▶ [Arbeitsaufträge]
[1] Beantworten Sie anhand des Textauszugs die folgenden Fragen:
(a) An welchem Datum hat das Bundesministerium der Finanzen das Schreiben veröffentlicht?
(b) Welches Aktenzeichen trägt das Verfahren Deister Holding?
(c) Bis einschließlich welchen Jahres war die Missbrauchsvorschrift in § 50d Abs. 3 EStG a.F. anwendbar?
[2] Schreiben Sie aus dem Textauszug die Passage von „Mit Datum vom“ bis einschließlich „die Niederlassungsfreiheit verstößt.“ wortgetreu ab.

▶ [Textauszug]

↓↓↓

BMF: Unionsrechtskonforme Anwendung von § 50d Abs. 3 EStG

Mit Datum vom 04.04.2018 hat das Bundesministerium der Finanzen ein Schreiben hinsichtlich der unionsrechtkonformen Auslegung des § 50d Abs. 3 EStG veröffentlicht. Das Schreiben nimmt sowohl Stellung zum § 50d Abs. 3 EStG a.F. als auch zum aktuell gültigen § 50d Abs. 3 EStG.

Hintergrund

Der EuGH hat mit Urteil vom 20.12.2017 in den beiden verbundenen Verfahren C-504/16 (Deister Holding) und C-613/16 (Juhler Holding) bestätigt, dass die deutsche bis einschließlich 2011 anwendbare Missbrauchsvorschrift in § 50d Abs. 3 EStG a.F. (Ausschluss der völligen oder teilweisen Erstattung von Kapitalertragsteuer an bestimmte „zwischengeschaltete“ ausländische Gesellschaften) sowohl gegen die Mutter-Tochter-Richtlinie als auch gegen die Niederlassungsfreiheit verstößt.

↑↑↑

▶ [Einträge zur Segmentierungsbeschriftung]
↓↓↓

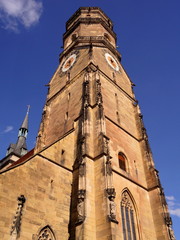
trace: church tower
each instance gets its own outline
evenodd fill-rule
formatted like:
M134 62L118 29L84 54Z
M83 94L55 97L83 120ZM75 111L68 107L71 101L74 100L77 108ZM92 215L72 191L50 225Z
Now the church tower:
M174 240L112 21L82 7L63 41L35 149L1 173L1 239Z
M16 144L11 143L7 149L6 157L0 161L0 169L5 169L9 167L12 163L16 162L20 157L24 156L27 150L26 138L28 134L28 114L29 108L26 113L26 116L22 122L21 127L19 128L18 139Z

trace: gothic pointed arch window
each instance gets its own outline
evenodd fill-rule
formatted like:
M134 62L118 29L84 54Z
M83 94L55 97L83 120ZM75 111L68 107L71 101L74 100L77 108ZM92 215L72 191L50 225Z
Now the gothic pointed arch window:
M119 167L122 170L127 171L127 159L122 152L118 153L118 161L119 161Z
M40 230L37 240L55 240L54 233L50 226L45 226Z
M124 240L138 240L137 216L134 204L127 190L121 198L121 221Z

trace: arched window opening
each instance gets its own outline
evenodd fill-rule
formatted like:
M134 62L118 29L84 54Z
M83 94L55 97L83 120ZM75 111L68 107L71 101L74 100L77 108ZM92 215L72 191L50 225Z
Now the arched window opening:
M126 157L123 153L118 153L118 160L119 160L119 167L126 171L127 170L127 163L126 163Z
M38 240L55 240L54 233L52 232L49 226L46 226L41 229Z
M107 33L104 33L104 37L105 37L109 42L111 42L111 38L110 38L110 36L109 36Z
M128 194L128 191L124 191L121 199L121 220L122 220L122 232L124 240L137 240L137 221L134 210L134 205Z

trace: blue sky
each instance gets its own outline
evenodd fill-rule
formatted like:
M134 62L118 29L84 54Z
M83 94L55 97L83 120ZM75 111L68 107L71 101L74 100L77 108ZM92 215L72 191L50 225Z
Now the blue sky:
M34 147L47 84L58 66L65 22L98 6L114 22L122 64L136 84L156 168L180 239L180 1L0 0L0 158L29 115Z

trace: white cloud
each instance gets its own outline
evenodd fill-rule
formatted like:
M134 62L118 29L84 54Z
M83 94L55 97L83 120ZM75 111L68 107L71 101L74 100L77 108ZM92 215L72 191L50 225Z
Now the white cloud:
M3 133L8 133L8 132L11 132L12 130L13 130L13 126L7 126L7 127L4 129Z
M29 28L38 23L42 9L40 0L0 0L0 20L5 29L18 31L20 24Z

↑↑↑

▶ [Lösungen]
[1]
(a) 04.04.2018
(b) C-504/16
(c) 2011

[2]
Mit Datum vom 04.04.2018 hat das Bundesministerium der Finanzen ein Schreiben hinsichtlich der unionsrechtkonformen Auslegung des § 50d Abs. 3 EStG veröffentlicht. Das Schreiben nimmt sowohl Stellung zum § 50d Abs. 3 EStG a.F. als auch zum aktuell gültigen § 50d Abs. 3 EStG.

Hintergrund

Der EuGH hat mit Urteil vom 20.12.2017 in den beiden verbundenen Verfahren C-504/16 (Deister Holding) und C-613/16 (Juhler Holding) bestätigt, dass die deutsche bis einschließlich 2011 anwendbare Missbrauchsvorschrift in § 50d Abs. 3 EStG a.F. (Ausschluss der völligen oder teilweisen Erstattung von Kapitalertragsteuer an bestimmte „zwischengeschaltete“ ausländische Gesellschaften) sowohl gegen die Mutter-Tochter-Richtlinie als auch gegen die Niederlassungsfreiheit verstößt.